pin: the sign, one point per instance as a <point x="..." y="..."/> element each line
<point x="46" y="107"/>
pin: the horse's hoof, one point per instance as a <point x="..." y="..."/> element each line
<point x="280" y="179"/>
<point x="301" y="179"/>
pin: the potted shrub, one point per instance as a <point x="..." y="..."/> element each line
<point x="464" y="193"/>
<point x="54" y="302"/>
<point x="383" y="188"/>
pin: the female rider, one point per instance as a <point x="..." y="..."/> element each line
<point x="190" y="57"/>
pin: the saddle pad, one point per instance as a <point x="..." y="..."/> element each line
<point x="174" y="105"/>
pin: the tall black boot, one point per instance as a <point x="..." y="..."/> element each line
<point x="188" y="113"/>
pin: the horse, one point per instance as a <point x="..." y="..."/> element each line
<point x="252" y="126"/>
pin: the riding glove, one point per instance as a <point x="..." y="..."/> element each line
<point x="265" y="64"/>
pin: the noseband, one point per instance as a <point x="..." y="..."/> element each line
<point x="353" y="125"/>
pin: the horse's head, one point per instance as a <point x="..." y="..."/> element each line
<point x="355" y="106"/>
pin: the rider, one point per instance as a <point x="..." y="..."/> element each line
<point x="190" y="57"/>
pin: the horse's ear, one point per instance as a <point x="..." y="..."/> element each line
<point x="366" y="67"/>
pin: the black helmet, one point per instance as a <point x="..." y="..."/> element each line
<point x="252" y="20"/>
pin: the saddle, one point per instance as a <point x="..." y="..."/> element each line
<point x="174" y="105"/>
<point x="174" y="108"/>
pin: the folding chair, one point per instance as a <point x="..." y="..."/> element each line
──────
EXERCISE DETAILS: Rewrite the records as a JSON list of strings, one per line with blank lines omitted, starting at the line that contains "pin: the saddle, one" and ending at the end of the records.

EXERCISE RESPONSE:
[
  "pin: the saddle, one point per instance as a <point x=\"...\" y=\"...\"/> element each line",
  "<point x=\"174\" y=\"105\"/>",
  "<point x=\"174\" y=\"108\"/>",
  "pin: the folding chair, one point per instance as a <point x=\"...\" y=\"...\"/> element each line"
]